Lapor Pak Moderator,
Majalah dan ID card belum terima.
Terima kasih

----------


## este

Majalah sampe ke tetangga  ^^
Tadi baru di anter ke rumah,thx kois  ^^

----------


## victor

sudahhhh sampaiiiiiiiiii
keren euy

----------


## edwin

> om..saya lapor...
> majalah belum saya terima ..
> apakah udah habis langganan saya kie..??
> kalo iya,mhn saya diberitahu..dibayar ke mana langganannya..???
> kalo bisa mandiri om....


biasanya sih kalau udah mau abis masa langganannya, dikirimin surat om di majalahnya. jadi kita diingatkan...
kalau melihat join date om anton bulan agustus 2009, ada perpanjang keanggotaan gak di bulan agustus kemarin? kalau belum ada, perpanjang aja om, lsg transfer dan buktinya di email ke [email protected].
please check link ini om....
http://www.koi-s.org/showthread.php?...-Anggota/page4

----------


## tupai

Saya masih menunggu dengan sabar.... ::

----------


## Koismagazine

Dear Member,

Kami dapat informasi bahwa ada keterlambatan di Kantor Pos dikarenakan load yang tinggi sebelum lebaran, mohon maaf atas keterlambatan ini. Tapi kami akan kirim ulang apabila dalam 2 atau 3 hari ini belum sampai juga, mohon konfirmasi siapa saja yang belum sampai dengan melanjutkan list di bawah ini. Data tercatat yang belum sampai :
1. koi lovers ( samarinda )
2. iyos
3. agent23
4. Dony lesmana
5. siunk
6. hilariussss
7. SD4R7O
8. Pauran
9. tupai
10. Anton sukoco
11. rubbie
12. baruna02


Terima kasih.

----------


## Herdi

Sampai dengan tadi pagi majalahnya juga belum sampai ke rumah saya om.

----------


## tupai

Masih belom trima majalahnya hiks ::

----------


## Teja Utama

Probolinggo sudah menikmati MERAHnya Kois edisi terbaru...................  ::

----------


## William Pantoni

Om Tupai dan om2 lainnya yg belum dapat majalah....
nanti akan kita check lg....klu sampai hari ini ga datang juga....kita akan kirim kan sekali lg.
Tolong kabarin yah....Thx.

----------


## odil kokoy

Saya juga belon terima hiks hiks

----------


## iyos

lupa ngabarin,sy dah dpt,,,,,thx

----------


## Herdi

Masih belum terima juga.

◆ **Tujuan A**
Jawab pertanyaan berikut berdasarkan utas forum tentang pengiriman majalah:
(i) Menurut Koismagazine, apa penyebab keterlambatan di Kantor Pos?
(ii) Kota mana yang disebut Teja Utama sudah menikmati edisi terbaru?
(iii) Bulan dan tahun berapa join date om anton menurut edwin?
◆ **Tujuan B**
Lanjutkan utas forum tentang pengiriman majalah itu mulai dari balasan terakhirnya.
Baris-baris data yang menyusul tidak diperlukan di sini.

◆ **Data Ditampilkan**
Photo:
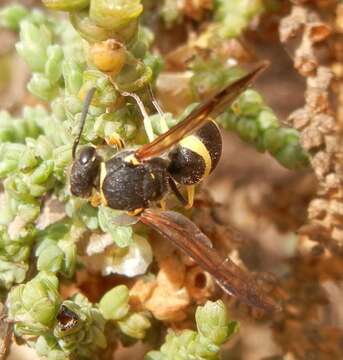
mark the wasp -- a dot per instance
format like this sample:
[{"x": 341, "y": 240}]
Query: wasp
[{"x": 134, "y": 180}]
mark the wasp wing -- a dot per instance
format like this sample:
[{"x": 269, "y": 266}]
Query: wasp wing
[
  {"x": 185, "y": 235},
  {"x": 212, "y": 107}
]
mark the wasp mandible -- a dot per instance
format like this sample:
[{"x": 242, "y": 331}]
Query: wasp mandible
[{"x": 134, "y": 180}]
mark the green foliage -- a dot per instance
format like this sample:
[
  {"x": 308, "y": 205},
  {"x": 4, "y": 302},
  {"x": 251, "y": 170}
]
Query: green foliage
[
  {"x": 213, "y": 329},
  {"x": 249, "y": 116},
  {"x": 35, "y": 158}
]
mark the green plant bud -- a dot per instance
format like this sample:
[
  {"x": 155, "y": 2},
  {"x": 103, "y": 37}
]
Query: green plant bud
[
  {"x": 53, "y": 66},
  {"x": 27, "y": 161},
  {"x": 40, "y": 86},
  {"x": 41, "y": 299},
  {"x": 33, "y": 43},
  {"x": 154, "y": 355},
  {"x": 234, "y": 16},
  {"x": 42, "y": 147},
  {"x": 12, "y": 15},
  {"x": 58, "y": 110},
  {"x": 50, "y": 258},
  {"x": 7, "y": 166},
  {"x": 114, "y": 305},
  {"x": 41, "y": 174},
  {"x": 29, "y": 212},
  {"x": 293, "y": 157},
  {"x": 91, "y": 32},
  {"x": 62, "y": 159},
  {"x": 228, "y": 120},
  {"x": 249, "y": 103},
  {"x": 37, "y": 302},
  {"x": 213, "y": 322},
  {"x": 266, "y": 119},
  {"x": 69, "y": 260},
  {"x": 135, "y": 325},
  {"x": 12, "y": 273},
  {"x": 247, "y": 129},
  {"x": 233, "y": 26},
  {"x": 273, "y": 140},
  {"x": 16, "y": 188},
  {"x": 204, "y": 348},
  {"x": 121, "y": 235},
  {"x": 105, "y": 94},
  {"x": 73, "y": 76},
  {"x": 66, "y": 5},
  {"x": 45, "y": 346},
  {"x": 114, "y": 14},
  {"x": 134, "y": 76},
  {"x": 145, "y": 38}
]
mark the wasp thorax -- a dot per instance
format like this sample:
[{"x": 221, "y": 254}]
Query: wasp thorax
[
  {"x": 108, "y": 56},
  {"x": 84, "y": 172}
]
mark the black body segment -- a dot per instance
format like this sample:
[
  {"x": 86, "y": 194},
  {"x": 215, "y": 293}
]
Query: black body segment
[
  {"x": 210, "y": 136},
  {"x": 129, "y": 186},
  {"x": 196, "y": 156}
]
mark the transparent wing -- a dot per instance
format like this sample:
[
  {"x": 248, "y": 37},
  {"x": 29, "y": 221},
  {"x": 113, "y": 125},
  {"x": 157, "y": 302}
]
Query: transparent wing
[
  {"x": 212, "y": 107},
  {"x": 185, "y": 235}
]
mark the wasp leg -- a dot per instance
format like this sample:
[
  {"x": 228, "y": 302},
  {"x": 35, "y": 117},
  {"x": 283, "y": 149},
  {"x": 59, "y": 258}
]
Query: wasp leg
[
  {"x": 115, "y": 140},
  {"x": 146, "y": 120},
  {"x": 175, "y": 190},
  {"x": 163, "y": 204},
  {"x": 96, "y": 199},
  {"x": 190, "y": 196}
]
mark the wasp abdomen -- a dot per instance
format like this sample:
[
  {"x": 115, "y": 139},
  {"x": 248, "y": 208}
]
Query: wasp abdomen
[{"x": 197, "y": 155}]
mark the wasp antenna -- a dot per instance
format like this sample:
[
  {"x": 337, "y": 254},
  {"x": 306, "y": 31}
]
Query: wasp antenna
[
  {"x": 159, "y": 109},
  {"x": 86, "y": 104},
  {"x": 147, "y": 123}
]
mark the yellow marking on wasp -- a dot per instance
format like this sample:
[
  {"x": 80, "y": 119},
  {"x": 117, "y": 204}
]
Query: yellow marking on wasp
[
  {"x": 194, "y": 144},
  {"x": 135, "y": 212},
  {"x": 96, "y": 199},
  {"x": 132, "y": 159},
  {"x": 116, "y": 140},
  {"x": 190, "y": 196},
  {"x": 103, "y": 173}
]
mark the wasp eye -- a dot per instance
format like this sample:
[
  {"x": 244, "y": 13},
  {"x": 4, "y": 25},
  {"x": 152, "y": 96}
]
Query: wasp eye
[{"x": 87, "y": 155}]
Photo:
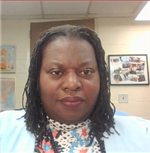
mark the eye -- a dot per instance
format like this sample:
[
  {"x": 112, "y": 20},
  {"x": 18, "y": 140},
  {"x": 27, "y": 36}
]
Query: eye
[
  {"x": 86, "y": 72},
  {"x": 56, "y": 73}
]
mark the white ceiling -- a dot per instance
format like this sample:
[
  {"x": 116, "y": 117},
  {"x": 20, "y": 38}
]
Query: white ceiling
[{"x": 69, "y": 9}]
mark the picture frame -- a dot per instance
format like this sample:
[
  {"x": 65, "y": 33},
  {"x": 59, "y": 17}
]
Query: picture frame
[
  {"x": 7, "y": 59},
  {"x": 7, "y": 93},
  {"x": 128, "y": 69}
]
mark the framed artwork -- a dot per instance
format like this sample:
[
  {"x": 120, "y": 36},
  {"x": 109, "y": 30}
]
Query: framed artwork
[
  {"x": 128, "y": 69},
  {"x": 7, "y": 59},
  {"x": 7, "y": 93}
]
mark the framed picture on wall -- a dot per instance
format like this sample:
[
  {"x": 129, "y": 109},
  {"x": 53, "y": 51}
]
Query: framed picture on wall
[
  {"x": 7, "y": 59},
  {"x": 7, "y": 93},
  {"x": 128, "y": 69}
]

◆ **Hasil A**
(i) Load yang tinggi sebelum lebaran.
(ii) Probolinggo.
(iii) Agustus 2009.

◆ **Hasil B**
----------


## Koismagazine

Dear Member Yth,

Majalah edisi 13 ( Sept- Okt 2010 ) sudah kami kirim ulang pada tanggal 23 September 2010, sesuai dengan laporan yang masuk. Berikut list yang di kirim ulang :
1. Andrew Sutjipta
2. Dony Lesmana
3. Lucky Djauhari
4. Martinus Pauran
5. Andre Wibowo
6. Bina Teruna
7. Herdi Husin
8. Hasan Effendy
9. Ibnu Gunawan
10.Sudarjo
11.Rubiansyah Sulaiman
12.Sik Ronny Wongso
13.Anton Sukoco
14.Dede Hermawan

Sekian informasinya. Mohon maaf atas keterlambatan pengiriman pada edisi ini. Terima kasih.

----------


## abahnasr

maaf om ajik, sampe saat ini saya belom terima majalah nya....

----------


## tupai

Makasih OM sudah sampai

----------


## abahnasr

om ajik kok belom juga ya.. hik...hik...hik...

----------


## Pauran

Om Ajik ....

Laporan majalah sdh diterima.....  terima kasih

Salam hangat,

----------


## Koismagazine

> om ajik kok belom juga ya.. hik...hik...hik...


Maaf Om...belum sampai juga ya...? Kami akan kirim ulang periode 2 bila sampai besok belum terima juga...Mohon infonya ya Om...
Mohon maaf atas keterlambatan di edisi ini. Terima kasih.

----------


## koi98

Om Ajik, minta tolong sekalian dicek apakah majalah sdh dikirim ke tempat saya karena belum terima. Tx.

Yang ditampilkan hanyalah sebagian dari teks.